Week 12 blog post

Discuss the complexity of working with clients who are also pregnant. How would a pregnancy change your approach to treatment? What issues might come up for you as a counselor? How might you talk about these risks with your client? How would you respond if your client continued to heavily drink or use substances while pregnant?

While working with a client who is pregnant, they may not have their unborn child’s best interest. The client may still have an addiction and still want to use their substance of choice. Also the parent may not understand the effects their substance abuse will have on their child. While working with a pregnant client, I think my approach would change because I may become more upfront because I would want my client to have a sense of urgency and to truly understand and change their behavior to save their child. An issue that may present itself is, that is that I would have to work in the best interest of the child and the mother. Another issue, is that I am not too familiar with the pregnancy process and the biological aspect of it. I would discuss the risks with my client by using various educational tools such as pamphlets, books, articles, and videos. I would also look for local peer support groups to help my client as well. I would talk to my client in sensitive but urgent fashion. If my client continued to drink heavily or use substances I would try to incorporate a multidisciplinary team consisting of a physician, social worker, and a nurse. Also, I would try to see if there are any legal action that can be taken in order to protect the child.

» **Required actions**:
A - Name every educational tool the Week 12 blog post says the writer would use to discuss the risks with a client.
B - According to the Week 12 blog post, what area does the writer admit to not being too familiar with?
C - Continue the Week 12 blog post on counseling pregnant clients from where it stops.

» **Data section**:
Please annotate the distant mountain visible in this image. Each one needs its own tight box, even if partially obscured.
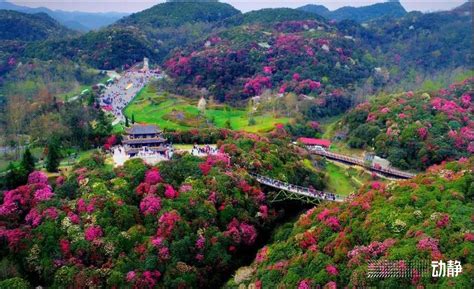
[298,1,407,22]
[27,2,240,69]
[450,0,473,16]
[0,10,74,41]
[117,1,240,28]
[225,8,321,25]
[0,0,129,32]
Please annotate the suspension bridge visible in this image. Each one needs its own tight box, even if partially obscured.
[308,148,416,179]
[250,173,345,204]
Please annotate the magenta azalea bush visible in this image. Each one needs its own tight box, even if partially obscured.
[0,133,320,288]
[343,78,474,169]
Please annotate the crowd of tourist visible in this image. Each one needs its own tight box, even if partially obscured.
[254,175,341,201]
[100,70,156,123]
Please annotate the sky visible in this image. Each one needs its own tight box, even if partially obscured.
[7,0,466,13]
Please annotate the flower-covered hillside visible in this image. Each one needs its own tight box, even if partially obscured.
--
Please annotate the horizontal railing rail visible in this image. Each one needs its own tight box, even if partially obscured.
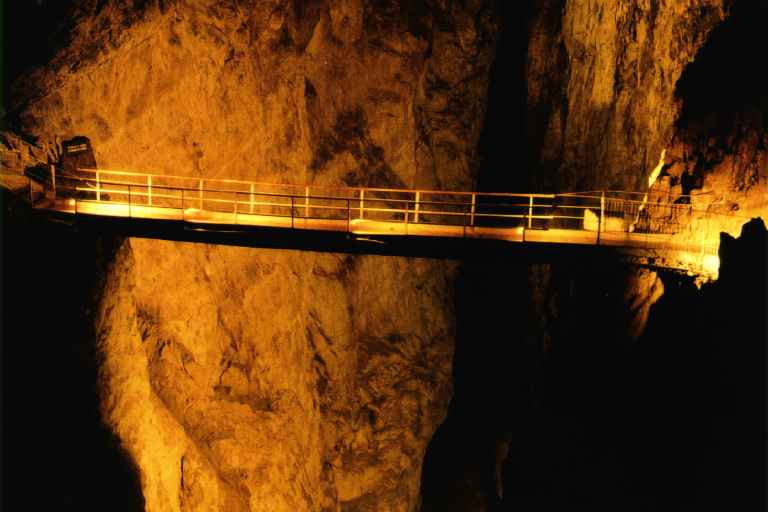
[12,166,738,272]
--
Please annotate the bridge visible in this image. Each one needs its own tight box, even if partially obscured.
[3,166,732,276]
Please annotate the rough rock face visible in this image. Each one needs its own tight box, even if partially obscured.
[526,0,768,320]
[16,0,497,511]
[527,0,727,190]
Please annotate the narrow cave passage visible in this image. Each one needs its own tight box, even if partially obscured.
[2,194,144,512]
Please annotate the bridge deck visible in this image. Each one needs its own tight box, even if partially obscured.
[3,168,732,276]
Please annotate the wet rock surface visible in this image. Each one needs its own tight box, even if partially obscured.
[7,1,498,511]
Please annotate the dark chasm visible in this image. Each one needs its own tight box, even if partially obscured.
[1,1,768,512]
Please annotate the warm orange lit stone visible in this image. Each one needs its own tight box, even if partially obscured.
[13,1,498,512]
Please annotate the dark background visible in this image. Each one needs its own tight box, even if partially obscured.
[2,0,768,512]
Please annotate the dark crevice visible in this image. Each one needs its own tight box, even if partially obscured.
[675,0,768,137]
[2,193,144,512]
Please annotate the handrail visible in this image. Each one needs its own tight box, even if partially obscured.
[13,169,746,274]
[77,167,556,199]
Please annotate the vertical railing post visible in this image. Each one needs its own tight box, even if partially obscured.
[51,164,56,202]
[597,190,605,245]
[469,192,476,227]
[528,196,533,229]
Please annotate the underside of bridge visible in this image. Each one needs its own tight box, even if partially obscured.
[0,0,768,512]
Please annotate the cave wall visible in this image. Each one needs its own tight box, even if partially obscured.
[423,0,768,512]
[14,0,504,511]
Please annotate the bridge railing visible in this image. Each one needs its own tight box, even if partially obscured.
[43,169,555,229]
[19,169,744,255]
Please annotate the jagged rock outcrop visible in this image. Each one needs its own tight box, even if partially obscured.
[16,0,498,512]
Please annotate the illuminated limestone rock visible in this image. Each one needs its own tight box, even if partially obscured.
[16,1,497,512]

» **Replies**:
A - Pamphlets, books, articles, and videos.

B - The pregnancy process and its biological aspect.

C -
•What does it mean to you to advocate for clients and challenge bias? How do you feel about taking on that role? Is that a role you expected to take on as a counselor? Are there some groups for whom it would be harder or easier for you to advocate for? Does that reflect on your own beliefs and values? How so?

To be an advocate means to stand up for clients and populations that are being stigmatized and discriminated against. I think it is important to show our clients we are willing to help in any way that we can. By being an advocate we are not only helping our clients but other individuals dealing with the same presenting problem. Also we will be able to bring awareness to the presenting issue. I believe being a counselor is an expected role to take on as a counselor because we should not just sit back and allow our clients to suffer to the various problems that plague them.
I believe that it would be hard for me to be an advocate for people who have abused or neglected children in any way because I believe that everyone deserves a chance to live a full, healthy, and productive lives. Children are innocent, helpless, and have no way to defend themselves. I have a 2 year-old nephew and a 9 month-old niece. I could never think about hurting them in any way. I do not know how I would react if someone hurt them.

•Using the Blog References, find and specifically report on at minimum of four websites that you could use for information regarding gender and/or LGBT issues in addictions counseling. Give a minimum of one paragraph of explanation for each site listed.

Alcohol Addiction

The pride institute provides information about the symptoms of gays and lesbians, who are alcoholics. This website provides statistics about the LBGT community and alcoholism. Another aspect of this website is, it provides different ways alcoholism can be addressed. This website also provides the same information for a variety of other substances such as, crystal meth, opioids, and cocaine.

http://www.nalgap.org/PDF/Resources/ProvidersGuide-SAMSHA.pdf

SAMSHA has a publication titled, “ A Provider’s introduction to substance abuse treatment for lesbian, gay, bisexual, and transgender individuals.” This resource provides information about the various aspects of working with individuals in the LGBT community. Some of the information it provides are the cultural, legal, and clinical issues while working with the LGBT community. Also, this resource provides policies, procedures, education, and training to work with this population.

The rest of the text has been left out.